━━ Material

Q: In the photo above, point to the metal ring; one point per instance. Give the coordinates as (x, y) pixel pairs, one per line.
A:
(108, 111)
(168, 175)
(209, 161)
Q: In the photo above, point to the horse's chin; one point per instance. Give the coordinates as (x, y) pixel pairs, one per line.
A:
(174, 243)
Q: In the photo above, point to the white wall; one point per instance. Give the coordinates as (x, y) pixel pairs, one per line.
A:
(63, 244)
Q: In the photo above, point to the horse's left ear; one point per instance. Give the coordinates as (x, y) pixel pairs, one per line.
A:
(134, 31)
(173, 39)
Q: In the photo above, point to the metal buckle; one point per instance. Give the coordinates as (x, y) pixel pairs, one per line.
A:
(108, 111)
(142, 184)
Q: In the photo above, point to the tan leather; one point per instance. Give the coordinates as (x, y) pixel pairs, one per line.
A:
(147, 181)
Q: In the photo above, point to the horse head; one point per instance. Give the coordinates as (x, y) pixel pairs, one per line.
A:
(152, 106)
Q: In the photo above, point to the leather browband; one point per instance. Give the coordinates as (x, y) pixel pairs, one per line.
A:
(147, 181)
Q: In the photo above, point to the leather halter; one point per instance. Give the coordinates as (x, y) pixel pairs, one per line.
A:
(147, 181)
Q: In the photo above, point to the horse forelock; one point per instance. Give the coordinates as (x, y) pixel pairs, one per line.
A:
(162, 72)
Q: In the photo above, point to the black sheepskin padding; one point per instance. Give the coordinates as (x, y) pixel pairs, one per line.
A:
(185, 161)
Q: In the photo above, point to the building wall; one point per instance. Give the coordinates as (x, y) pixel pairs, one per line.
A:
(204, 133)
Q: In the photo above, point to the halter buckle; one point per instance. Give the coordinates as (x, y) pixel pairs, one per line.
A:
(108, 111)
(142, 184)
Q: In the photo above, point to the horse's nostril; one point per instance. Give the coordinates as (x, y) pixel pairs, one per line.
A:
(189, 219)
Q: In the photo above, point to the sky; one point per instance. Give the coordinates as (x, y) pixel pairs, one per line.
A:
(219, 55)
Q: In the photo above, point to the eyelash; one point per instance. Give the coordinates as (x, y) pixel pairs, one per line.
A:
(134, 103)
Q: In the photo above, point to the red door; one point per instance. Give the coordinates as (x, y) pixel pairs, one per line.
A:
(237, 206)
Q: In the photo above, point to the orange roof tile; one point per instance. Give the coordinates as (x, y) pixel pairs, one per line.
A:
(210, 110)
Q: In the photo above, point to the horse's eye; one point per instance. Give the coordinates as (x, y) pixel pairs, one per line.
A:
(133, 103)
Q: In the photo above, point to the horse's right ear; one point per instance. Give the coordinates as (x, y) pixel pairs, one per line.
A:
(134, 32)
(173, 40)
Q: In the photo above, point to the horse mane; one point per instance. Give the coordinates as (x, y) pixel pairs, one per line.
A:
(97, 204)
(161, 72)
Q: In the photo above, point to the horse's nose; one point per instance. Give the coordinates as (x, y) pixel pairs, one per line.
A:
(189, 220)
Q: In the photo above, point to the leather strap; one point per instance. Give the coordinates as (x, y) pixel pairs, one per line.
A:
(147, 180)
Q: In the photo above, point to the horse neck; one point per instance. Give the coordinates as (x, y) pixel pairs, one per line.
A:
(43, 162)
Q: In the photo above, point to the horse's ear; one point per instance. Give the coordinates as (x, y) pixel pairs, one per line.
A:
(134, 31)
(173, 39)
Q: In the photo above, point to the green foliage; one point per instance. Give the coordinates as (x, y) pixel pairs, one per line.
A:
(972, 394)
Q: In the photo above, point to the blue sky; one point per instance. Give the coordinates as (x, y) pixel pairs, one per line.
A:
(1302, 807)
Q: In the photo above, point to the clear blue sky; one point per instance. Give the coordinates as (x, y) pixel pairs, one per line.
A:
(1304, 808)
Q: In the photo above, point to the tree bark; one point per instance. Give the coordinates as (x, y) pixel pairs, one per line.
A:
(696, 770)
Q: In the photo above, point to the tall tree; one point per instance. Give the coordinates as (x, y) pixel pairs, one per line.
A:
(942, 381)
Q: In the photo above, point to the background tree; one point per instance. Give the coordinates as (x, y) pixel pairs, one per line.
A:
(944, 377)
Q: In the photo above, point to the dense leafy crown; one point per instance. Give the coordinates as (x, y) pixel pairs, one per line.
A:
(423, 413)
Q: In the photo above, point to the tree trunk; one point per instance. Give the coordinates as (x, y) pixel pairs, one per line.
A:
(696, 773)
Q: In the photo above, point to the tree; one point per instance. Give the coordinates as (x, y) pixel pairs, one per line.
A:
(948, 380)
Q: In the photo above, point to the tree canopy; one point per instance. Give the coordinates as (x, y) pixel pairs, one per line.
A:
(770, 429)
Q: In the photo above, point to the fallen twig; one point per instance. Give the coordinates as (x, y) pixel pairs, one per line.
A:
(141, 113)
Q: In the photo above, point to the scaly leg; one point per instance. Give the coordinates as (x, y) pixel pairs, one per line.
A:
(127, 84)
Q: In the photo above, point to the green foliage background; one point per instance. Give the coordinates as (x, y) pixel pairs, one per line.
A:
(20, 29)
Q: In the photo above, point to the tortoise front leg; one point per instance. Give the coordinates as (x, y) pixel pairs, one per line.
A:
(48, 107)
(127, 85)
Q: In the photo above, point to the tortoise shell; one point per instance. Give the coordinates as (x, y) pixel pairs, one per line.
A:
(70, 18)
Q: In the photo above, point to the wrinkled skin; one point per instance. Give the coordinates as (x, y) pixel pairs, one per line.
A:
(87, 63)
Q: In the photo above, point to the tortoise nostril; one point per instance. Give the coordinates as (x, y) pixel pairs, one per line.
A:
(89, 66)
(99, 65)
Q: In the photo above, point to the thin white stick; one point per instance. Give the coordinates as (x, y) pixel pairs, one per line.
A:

━━━━

What to do>
Give the entries above again, swapping each "pixel pairs" for "point pairs" and leaving everything else unchanged.

Task answer>
Q: In the photo above, point to the metal ring; one point per instance. Give the coordinates as (x, y) point pairs, one per line.
A:
(108, 111)
(168, 175)
(209, 161)
Q: In the photo above, point to the horse's chin; one point per instance. Give the coordinates as (x, y) point pairs, one per line.
A:
(174, 243)
Q: In the photo above, point to the white wall; one point per instance. Give the coordinates as (x, y) point pairs, one per line.
A:
(63, 244)
Q: In the photo above, point to the horse's left ear; one point per instance. Give the coordinates as (x, y) point pairs, one per line.
A:
(134, 31)
(173, 39)
Q: In the photo above, point to the metal buckle; one point per instance. Give the coordinates as (x, y) point pairs, one per line.
A:
(108, 111)
(142, 184)
Q: In the photo above, point to the tan leather; one point per instance. Give the coordinates as (x, y) point pairs, one per line.
A:
(147, 181)
Q: In the photo above, point to the horse head; one point per instance. Give the coordinates as (x, y) point pairs, one per line.
A:
(152, 106)
Q: In the photo above, point to the leather browband; one point per instance. Give the coordinates as (x, y) point pairs, one per line.
A:
(147, 181)
Q: In the photo above, point to the leather halter; one point per instance. Give the coordinates as (x, y) point pairs, one per line.
A:
(147, 181)
Q: In the photo above, point to the horse forelock; one point per instance. Give the coordinates as (x, y) point pairs, one per line.
A:
(162, 72)
Q: In the photo above, point to the black sheepskin padding; one point per instance. Give the coordinates as (x, y) point pairs, one per line.
A:
(185, 161)
Q: In the photo above, point to the building wall; one point per instance. Give the coordinates as (x, y) point pairs, one per line.
A:
(204, 133)
Q: In the photo above, point to the halter buckle; one point per instance. Give the coordinates as (x, y) point pairs, one per line.
A:
(108, 111)
(142, 184)
Q: In the photo above, point to the horse's nostril; one point per instance. Give the coordinates as (x, y) point pairs, one per line.
A:
(189, 219)
Q: In the photo above, point to the sky; one point per instance. Give the coordinates as (x, y) point pairs, one per line.
A:
(219, 55)
Q: In the photo above, point to the eyelash; one point per instance. Give the coordinates as (x, y) point pairs, one per line.
A:
(134, 103)
Q: In the photo above, point to the red door; one point per instance. Give the coordinates as (x, y) point pairs, one per line.
A:
(237, 206)
Q: In the photo above, point to the orange roof tile; one point per instance. Give the coordinates as (x, y) point pairs, one per line.
A:
(210, 110)
Q: In the photo above, point to the horse's eye; one point per instance. Give the coordinates as (x, y) point pairs, one per line.
A:
(133, 103)
Q: In the photo above, point to the horse's right ear; one point per instance. Give the coordinates as (x, y) point pairs, one per line.
A:
(134, 32)
(173, 40)
Q: In the photo above, point to the horse mane; one point per instance. Give the coordinates as (x, y) point pairs, one per line.
A:
(97, 204)
(161, 72)
Q: In the photo above, point to the horse's nose; one point per instance. Give the coordinates as (x, y) point pairs, one per line.
A:
(189, 220)
Q: In the photo above, point to the leather strap; one point per instance. Give the coordinates as (x, y) point pairs, one per line.
A:
(147, 180)
Q: In the photo above, point to the horse neck; one point per instance. Give the coordinates as (x, y) point pairs, one per line.
A:
(43, 162)
Q: In the photo above, point to the horse's ear; one point per instance. Give the coordinates as (x, y) point pairs, one per line.
A:
(134, 31)
(173, 39)
Q: In the photo above, point to the green foliage; one point per instance. Give the coordinates as (x, y) point pairs, one per line.
A:
(972, 394)
Q: In the photo above, point to the blue sky; one point per instance. Give the coordinates as (x, y) point pairs, one per line.
A:
(1302, 807)
Q: In the photo above, point to the clear blue sky; one point per instance. Give the coordinates as (x, y) point pairs, one per line.
A:
(1304, 808)
Q: In the photo above, point to the tree bark; one point per instance. Give the coordinates as (x, y) point pairs, one per line.
A:
(696, 770)
Q: In the photo above, point to the tall tree; one point per instance. Give the coordinates as (x, y) point pairs, one per line.
A:
(942, 381)
Q: In the photo above, point to the background tree; one point per instance. Give the coordinates as (x, y) point pairs, one per line.
A:
(944, 377)
Q: In the photo above, point to the dense leafy crown; one point per instance. Give the coordinates as (x, y) point pairs, one per line.
A:
(423, 413)
Q: In the photo above, point to the tree trunk; one point per instance. Give the coordinates as (x, y) point pairs, one per line.
A:
(696, 773)
Q: In the photo above, point to the tree; one point per instance. Give the coordinates as (x, y) point pairs, one per line.
A:
(948, 380)
Q: In the photo above, point to the tree canopy; one point per instance. Give the coordinates as (x, y) point pairs, one per line.
A:
(770, 429)
Q: In the photo above, point to the fallen twig; one point per instance. Give the coordinates as (x, y) point pairs, one per line.
A:
(141, 113)
Q: In the photo above, point to the scaly leg; one point per instance. Give the coordinates as (x, y) point pairs, one per line.
A:
(127, 84)
Q: In the photo above, point to the green foliage background; one point per instance. Give the coordinates as (x, y) point pairs, one per line.
A:
(20, 29)
Q: In the photo above, point to the tortoise front leg; one point per instance. Give the coordinates as (x, y) point pairs, one per line.
A:
(48, 107)
(127, 85)
Q: In the photo above, point to the tortoise shell; one point per instance. Give the coordinates as (x, y) point pairs, one per line.
A:
(70, 18)
Q: In the photo above, point to the wrinkled skin; one point per instance. Give the coordinates as (x, y) point pairs, one per line.
A:
(87, 63)
Q: In the photo above, point to the tortoise nostril; one point per instance. Give the coordinates as (x, y) point pairs, one per line.
A:
(89, 66)
(99, 65)
Q: In the photo above, point to the thin white stick; one point per instance. Give the coordinates as (x, y) point pairs, one per line.
A:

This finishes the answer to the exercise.